*** Opening of Material for this task ***

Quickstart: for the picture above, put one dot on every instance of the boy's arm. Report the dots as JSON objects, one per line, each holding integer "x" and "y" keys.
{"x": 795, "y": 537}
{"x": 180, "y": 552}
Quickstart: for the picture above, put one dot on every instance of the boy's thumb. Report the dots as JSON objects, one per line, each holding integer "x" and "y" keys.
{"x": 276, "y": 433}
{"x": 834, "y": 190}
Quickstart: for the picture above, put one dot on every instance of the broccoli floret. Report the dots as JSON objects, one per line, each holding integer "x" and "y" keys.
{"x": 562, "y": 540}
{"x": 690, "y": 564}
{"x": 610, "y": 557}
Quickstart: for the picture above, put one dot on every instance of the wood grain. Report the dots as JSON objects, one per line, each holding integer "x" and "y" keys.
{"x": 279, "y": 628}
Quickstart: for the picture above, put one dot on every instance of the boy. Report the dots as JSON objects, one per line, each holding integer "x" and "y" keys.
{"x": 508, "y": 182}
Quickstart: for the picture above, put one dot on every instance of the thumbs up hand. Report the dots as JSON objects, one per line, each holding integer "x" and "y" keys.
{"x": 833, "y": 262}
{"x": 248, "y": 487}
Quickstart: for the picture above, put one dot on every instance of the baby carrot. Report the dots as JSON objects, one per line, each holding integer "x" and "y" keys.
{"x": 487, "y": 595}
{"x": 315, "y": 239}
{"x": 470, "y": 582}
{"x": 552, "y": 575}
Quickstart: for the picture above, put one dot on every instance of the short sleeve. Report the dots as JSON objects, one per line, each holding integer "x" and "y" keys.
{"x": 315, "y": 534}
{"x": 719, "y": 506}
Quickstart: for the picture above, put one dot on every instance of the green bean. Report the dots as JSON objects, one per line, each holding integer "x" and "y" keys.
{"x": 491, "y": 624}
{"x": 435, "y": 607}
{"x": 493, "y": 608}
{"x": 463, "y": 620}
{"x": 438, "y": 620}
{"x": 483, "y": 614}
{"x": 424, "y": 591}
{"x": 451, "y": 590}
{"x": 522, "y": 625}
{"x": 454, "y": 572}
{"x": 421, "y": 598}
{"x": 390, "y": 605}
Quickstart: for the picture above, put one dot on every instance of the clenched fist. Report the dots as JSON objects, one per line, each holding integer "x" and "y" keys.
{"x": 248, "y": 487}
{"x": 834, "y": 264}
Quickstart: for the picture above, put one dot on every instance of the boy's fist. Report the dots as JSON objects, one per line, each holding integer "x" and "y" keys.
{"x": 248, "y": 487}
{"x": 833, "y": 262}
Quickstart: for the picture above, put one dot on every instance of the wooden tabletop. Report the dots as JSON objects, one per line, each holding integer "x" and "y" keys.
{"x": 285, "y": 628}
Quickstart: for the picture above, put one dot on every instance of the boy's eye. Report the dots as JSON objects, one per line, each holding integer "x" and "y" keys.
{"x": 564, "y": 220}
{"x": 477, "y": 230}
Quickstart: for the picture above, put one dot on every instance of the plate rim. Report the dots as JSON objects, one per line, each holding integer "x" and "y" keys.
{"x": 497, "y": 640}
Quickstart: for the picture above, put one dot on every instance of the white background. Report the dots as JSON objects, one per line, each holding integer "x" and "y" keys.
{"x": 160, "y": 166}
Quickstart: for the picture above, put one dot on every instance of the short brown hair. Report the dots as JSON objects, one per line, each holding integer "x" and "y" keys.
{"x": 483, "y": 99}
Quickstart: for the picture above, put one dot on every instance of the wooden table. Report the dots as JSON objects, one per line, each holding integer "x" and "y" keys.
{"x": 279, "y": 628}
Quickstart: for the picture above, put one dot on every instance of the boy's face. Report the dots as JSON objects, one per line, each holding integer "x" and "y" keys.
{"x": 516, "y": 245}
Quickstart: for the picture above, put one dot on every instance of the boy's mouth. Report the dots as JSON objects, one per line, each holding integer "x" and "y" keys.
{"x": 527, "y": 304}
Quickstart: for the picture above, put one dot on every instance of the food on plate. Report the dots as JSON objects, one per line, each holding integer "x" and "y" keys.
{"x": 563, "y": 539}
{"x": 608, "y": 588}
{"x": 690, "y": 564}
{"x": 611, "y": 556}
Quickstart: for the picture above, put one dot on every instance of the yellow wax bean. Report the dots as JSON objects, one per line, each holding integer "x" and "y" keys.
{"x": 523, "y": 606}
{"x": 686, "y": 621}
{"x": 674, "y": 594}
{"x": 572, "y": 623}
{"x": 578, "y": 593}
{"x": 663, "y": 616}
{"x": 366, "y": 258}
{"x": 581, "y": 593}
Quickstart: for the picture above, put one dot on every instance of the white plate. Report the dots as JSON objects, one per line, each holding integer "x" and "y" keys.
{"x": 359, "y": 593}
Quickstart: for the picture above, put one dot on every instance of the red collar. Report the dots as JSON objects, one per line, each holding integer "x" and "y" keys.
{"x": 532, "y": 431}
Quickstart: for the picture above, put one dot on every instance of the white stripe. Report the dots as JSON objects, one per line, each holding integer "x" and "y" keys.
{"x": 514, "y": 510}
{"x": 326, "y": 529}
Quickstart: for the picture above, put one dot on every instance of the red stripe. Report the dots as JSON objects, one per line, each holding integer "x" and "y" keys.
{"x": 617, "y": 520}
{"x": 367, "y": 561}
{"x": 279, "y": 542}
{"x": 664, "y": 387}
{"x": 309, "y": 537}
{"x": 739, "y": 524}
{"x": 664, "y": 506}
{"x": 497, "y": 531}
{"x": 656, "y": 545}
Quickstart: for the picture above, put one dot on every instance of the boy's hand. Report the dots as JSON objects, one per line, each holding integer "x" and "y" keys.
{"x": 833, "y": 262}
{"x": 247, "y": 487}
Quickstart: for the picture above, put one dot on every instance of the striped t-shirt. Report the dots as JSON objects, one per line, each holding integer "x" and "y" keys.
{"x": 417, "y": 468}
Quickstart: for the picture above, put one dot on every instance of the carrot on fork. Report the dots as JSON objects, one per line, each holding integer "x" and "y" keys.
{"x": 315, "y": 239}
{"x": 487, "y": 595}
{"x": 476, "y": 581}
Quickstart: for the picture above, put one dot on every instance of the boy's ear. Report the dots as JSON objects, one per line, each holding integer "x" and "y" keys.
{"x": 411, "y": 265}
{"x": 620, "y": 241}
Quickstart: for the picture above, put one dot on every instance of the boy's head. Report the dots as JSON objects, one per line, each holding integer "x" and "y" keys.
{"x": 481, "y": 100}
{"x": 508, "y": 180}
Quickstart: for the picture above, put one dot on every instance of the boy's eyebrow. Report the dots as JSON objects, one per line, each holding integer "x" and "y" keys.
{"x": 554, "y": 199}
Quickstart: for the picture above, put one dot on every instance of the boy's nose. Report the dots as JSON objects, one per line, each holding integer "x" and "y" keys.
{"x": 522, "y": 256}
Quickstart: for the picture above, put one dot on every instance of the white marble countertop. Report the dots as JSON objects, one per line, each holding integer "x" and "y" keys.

*** Close of Material for this task ***
*** Opening of Material for this task ***

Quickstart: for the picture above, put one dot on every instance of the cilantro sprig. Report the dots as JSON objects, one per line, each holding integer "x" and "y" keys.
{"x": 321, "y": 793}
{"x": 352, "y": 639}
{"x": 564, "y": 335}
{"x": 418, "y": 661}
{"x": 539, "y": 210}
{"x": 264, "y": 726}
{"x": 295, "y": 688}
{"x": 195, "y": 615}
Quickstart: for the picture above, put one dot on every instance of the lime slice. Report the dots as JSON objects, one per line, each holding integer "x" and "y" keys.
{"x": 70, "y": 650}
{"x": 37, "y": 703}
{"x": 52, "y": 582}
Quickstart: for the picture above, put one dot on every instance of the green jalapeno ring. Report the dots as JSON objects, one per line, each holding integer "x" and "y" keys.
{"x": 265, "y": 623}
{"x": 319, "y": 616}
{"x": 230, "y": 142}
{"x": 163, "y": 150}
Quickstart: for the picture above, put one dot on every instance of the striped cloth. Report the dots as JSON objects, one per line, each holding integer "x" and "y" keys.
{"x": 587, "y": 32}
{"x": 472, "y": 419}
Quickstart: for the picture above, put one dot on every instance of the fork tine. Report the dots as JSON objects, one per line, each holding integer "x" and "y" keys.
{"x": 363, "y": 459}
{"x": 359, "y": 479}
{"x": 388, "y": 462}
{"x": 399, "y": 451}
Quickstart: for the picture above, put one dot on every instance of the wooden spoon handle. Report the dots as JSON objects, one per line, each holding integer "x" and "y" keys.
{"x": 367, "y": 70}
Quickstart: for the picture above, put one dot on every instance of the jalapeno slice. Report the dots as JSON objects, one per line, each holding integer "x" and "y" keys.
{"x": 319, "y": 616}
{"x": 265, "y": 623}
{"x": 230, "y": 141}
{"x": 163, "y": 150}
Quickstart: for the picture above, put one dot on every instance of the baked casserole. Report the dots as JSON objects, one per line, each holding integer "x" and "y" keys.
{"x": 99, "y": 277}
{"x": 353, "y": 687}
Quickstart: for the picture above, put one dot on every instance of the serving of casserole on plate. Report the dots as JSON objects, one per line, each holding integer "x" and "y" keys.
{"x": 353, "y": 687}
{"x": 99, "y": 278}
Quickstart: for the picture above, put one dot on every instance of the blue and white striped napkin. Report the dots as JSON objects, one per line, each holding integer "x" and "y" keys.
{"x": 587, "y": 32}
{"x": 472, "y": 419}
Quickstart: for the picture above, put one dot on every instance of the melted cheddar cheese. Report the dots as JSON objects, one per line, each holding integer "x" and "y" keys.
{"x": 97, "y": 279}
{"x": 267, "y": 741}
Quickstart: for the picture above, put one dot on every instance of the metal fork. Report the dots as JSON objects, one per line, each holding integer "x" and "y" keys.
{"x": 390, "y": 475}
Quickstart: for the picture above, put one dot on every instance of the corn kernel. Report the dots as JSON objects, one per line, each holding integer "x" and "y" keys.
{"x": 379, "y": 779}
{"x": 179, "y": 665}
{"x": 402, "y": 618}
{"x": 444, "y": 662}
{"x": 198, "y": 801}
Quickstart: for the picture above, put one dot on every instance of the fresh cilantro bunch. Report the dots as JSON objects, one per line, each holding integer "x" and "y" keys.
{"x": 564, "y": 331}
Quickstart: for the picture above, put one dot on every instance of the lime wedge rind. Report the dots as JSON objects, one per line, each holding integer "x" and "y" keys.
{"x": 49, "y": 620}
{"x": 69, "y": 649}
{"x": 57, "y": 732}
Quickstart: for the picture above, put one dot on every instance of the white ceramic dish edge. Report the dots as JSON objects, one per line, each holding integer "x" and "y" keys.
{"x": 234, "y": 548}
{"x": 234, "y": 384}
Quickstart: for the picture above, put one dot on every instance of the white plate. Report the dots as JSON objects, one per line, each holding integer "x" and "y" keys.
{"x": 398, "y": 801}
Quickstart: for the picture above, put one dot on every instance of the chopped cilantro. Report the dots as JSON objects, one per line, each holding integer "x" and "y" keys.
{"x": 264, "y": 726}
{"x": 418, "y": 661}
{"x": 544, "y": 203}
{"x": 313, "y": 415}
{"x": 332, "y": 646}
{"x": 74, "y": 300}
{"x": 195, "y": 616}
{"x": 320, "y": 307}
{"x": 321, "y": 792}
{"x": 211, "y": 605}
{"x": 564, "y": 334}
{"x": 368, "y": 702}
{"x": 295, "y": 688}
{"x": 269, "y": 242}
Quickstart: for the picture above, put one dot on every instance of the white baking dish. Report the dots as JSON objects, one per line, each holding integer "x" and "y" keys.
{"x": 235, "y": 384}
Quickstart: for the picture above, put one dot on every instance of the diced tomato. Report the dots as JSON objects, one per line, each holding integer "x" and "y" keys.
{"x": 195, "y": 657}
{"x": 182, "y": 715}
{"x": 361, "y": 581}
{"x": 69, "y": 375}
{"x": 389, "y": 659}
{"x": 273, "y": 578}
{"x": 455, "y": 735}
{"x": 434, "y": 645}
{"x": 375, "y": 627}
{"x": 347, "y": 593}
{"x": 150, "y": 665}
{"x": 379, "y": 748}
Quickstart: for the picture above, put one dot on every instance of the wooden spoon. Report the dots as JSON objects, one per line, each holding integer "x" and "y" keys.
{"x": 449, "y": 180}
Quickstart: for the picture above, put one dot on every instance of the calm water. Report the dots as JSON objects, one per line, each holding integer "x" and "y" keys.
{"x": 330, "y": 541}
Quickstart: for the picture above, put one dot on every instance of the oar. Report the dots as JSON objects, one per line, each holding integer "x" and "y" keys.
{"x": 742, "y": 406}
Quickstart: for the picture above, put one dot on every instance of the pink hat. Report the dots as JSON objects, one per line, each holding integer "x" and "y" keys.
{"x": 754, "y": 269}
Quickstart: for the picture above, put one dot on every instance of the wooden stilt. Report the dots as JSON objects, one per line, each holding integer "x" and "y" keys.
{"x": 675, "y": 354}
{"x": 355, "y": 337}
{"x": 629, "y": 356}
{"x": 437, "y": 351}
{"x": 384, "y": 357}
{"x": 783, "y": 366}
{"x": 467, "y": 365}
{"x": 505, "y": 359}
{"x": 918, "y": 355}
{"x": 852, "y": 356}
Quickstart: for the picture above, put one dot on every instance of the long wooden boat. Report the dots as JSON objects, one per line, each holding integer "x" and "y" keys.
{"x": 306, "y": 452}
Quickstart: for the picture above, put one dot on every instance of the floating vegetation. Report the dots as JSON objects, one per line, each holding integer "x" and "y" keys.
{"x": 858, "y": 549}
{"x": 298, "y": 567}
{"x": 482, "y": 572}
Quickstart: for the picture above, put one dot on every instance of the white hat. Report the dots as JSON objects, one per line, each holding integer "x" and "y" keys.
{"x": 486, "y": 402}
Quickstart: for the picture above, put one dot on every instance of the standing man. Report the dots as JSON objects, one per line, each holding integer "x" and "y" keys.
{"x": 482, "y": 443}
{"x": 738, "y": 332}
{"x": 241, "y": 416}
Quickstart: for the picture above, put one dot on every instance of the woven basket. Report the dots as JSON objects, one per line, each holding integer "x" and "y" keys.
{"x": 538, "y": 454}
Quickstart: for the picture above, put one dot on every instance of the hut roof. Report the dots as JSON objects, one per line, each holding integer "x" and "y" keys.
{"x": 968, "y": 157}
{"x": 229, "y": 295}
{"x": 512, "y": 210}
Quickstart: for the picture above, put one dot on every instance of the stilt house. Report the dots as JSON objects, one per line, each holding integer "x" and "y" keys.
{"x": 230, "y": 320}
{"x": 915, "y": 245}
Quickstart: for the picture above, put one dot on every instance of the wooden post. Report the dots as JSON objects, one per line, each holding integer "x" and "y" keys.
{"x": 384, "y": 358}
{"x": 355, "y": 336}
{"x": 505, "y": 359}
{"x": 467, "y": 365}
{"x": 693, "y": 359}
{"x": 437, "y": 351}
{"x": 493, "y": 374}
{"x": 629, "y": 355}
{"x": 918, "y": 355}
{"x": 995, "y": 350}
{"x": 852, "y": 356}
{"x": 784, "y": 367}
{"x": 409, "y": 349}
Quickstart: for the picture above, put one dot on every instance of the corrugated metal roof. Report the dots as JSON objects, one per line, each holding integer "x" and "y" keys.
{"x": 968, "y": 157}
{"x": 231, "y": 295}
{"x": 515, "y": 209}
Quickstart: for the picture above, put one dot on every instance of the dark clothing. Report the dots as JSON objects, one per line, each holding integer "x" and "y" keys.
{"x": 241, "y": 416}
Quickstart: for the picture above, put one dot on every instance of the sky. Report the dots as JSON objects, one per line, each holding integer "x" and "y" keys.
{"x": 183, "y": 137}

*** Close of Material for this task ***
*** Opening of Material for this task ***

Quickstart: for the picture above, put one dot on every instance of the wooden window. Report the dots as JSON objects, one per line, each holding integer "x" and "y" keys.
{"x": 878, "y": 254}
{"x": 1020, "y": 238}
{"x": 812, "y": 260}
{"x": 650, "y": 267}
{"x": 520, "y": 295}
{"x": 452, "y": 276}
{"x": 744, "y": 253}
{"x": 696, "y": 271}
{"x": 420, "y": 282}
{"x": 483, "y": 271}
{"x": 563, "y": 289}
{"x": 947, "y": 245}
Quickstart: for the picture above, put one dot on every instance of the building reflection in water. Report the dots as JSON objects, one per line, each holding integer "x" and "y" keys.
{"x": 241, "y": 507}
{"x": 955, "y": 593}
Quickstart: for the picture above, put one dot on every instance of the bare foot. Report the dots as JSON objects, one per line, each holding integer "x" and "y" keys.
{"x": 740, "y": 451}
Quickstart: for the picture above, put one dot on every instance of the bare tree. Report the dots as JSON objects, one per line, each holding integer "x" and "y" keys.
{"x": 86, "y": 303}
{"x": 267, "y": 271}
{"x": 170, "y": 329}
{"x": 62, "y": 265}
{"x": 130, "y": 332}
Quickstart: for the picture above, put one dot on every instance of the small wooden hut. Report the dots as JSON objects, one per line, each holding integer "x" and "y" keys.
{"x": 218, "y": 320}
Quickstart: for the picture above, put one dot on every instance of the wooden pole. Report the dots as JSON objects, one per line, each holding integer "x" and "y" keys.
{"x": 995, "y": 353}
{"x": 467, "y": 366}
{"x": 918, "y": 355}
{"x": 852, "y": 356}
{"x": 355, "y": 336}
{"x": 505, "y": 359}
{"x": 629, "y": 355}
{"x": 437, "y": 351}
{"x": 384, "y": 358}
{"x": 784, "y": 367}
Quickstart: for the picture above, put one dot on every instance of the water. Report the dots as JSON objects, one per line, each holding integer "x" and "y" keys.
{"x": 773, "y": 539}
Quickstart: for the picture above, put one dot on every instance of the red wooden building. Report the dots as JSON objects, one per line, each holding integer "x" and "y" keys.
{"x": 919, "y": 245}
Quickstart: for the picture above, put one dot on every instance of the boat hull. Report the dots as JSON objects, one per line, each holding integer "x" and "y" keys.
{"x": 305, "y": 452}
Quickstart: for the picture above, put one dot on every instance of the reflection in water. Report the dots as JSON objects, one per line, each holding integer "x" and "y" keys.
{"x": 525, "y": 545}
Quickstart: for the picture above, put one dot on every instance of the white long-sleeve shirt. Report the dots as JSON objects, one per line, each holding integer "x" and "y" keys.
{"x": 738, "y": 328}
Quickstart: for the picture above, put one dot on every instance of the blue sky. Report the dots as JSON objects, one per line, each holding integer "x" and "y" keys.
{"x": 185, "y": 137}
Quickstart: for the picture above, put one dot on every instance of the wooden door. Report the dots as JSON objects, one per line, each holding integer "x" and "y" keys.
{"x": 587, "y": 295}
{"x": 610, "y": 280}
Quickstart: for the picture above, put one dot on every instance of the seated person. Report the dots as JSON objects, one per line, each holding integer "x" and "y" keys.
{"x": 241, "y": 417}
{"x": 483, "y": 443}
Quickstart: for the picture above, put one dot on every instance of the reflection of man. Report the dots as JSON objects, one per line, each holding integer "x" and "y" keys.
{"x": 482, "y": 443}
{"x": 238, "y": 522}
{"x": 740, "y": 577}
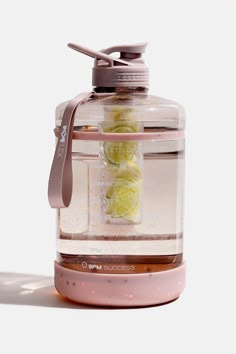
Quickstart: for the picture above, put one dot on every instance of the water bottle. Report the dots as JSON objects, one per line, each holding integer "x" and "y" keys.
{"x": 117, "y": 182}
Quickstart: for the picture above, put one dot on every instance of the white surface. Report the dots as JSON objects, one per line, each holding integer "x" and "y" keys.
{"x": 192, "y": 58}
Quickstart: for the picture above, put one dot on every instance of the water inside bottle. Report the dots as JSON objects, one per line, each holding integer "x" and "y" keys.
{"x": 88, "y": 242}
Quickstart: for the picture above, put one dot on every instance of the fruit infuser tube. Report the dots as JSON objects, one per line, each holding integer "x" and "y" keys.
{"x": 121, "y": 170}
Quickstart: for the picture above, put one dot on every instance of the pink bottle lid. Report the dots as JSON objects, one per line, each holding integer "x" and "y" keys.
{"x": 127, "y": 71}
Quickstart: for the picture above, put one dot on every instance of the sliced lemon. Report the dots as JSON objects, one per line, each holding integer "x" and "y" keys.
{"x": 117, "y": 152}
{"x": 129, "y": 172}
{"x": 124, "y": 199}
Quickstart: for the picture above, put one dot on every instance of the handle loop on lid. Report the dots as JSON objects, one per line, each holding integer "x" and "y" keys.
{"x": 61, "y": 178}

*** Close of Material for this task ***

Instructions for the task: Precisely the lines between those holding "the boy's ear." and "the white marble", inclusive, are to be reproduced from the listing above, with nothing added.

Completed task:
Quickstart: for the picture above, put one dot on every instance of the boy's ear. Report the dots as JSON objects, one per line, each holding integer "x" and "y" keys.
{"x": 411, "y": 265}
{"x": 620, "y": 241}
Quickstart: for the picture above, put one dot on every instance of the boy's head. Report the dots as JSON objects, one per line, each holding integer "x" and "y" keys.
{"x": 481, "y": 100}
{"x": 508, "y": 180}
Quickstart: for the picture above, put one dot on every instance of the boy's eyebrow. Report the dots as JSON objects, one per line, each holding integer "x" and "y" keys.
{"x": 554, "y": 199}
Quickstart: for the picture above, put one dot on every instance of the boy's nose. Report the dots as JSON objects, one per line, each holding integer "x" and "y" keys.
{"x": 522, "y": 256}
Quickstart: for the picture above, put one dot on every instance of the white marble countertop. Report the dots as JSON objects, one per line, each holding integer "x" and "y" keys.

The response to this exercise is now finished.